(Collected data)
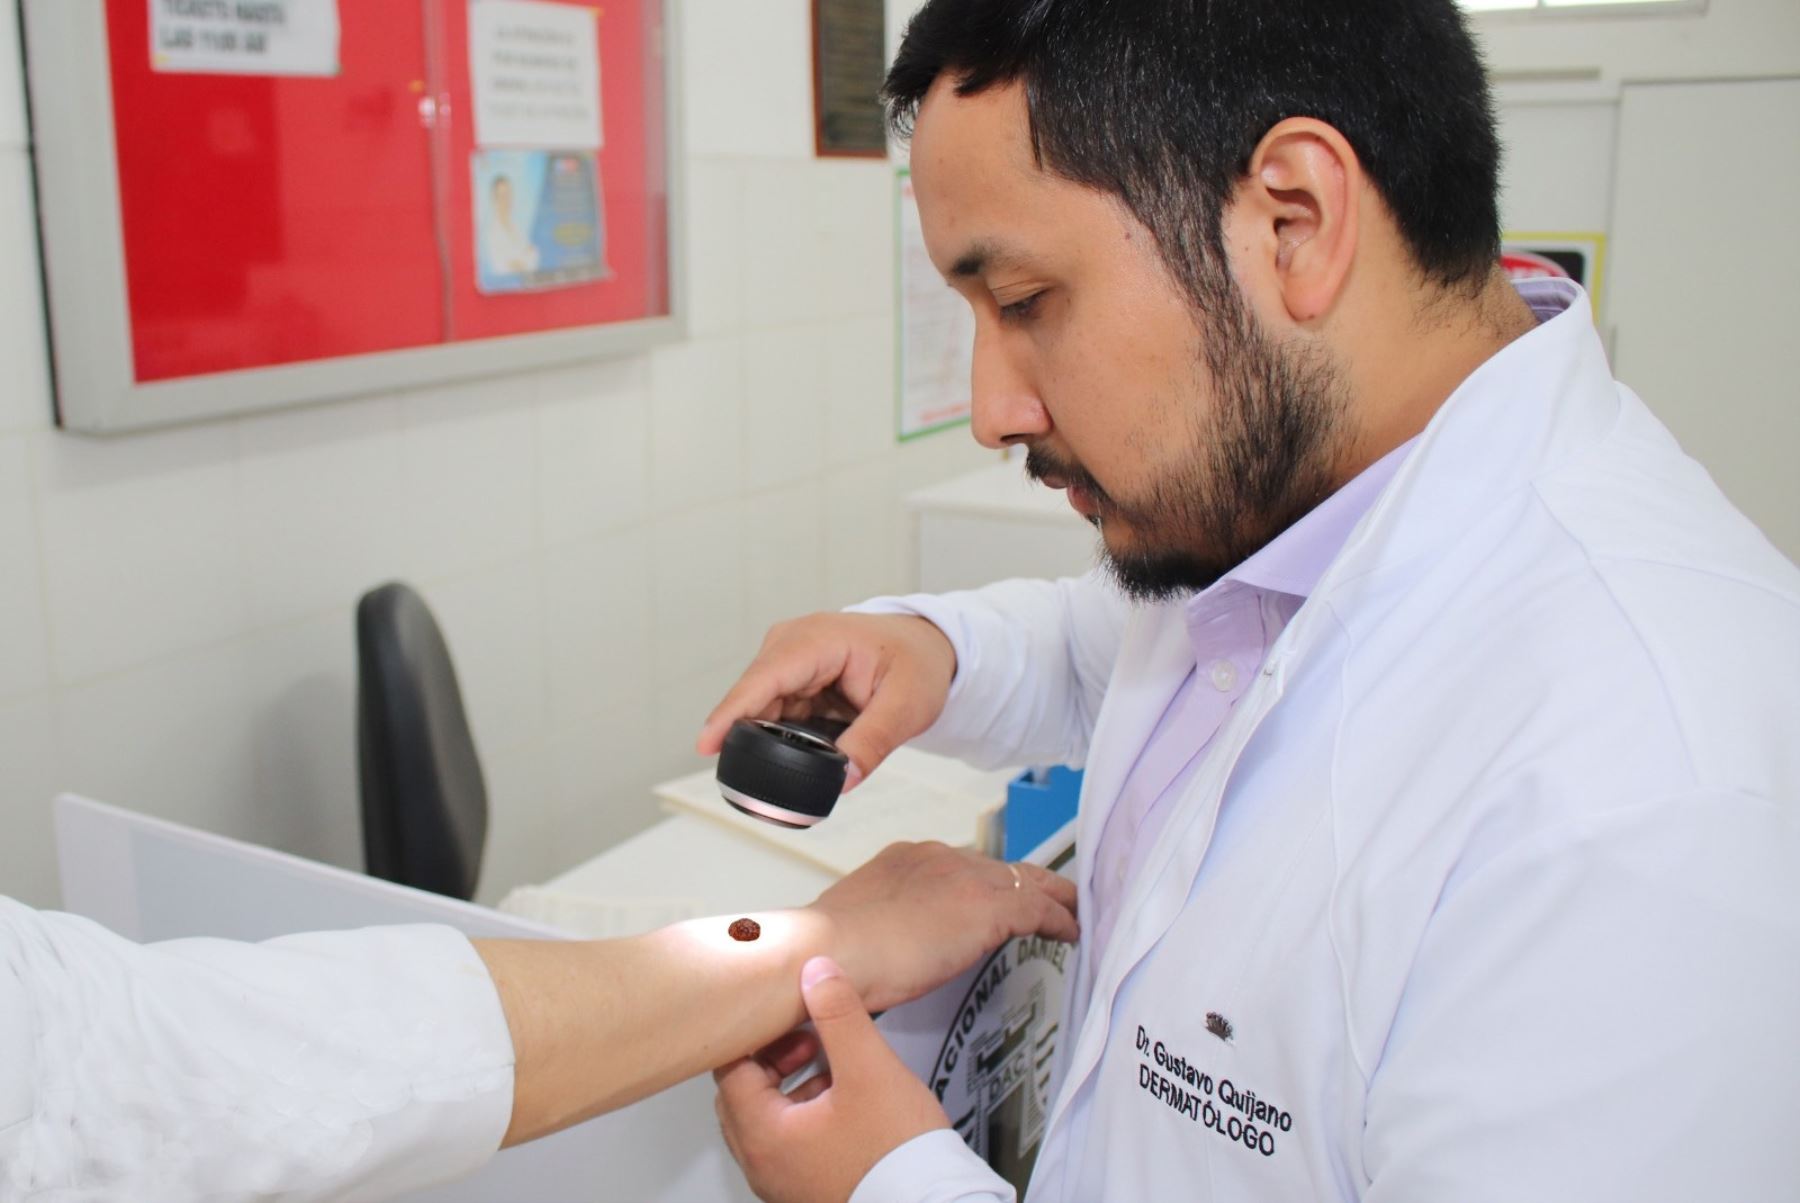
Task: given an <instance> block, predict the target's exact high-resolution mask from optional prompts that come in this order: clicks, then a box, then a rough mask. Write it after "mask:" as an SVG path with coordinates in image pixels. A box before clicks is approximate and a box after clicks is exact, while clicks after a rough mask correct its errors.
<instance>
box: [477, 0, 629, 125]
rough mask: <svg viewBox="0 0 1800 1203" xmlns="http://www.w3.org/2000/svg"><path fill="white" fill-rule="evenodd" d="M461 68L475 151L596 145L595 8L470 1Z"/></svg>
mask: <svg viewBox="0 0 1800 1203" xmlns="http://www.w3.org/2000/svg"><path fill="white" fill-rule="evenodd" d="M468 70H470V79H472V81H473V85H475V144H477V146H527V148H554V149H598V148H599V146H601V139H603V133H601V113H599V11H598V9H590V7H585V5H572V4H535V2H531V0H475V2H473V4H470V7H468Z"/></svg>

* [YOUR ASSIGNMENT] Among the entries above, which lines include "instance"? List them all.

* [EXERCISE ANSWER]
Task: given an <instance> block, predict the target's exact high-resolution mask from optional prompts that come in this order: clicks, then a box, then a rough mask. Write it after "mask:" as an SVG path with coordinates in image pixels. A box before clicks is approximate and a box after clicks is exact, while clicks after a rough mask correct its errors.
<instance>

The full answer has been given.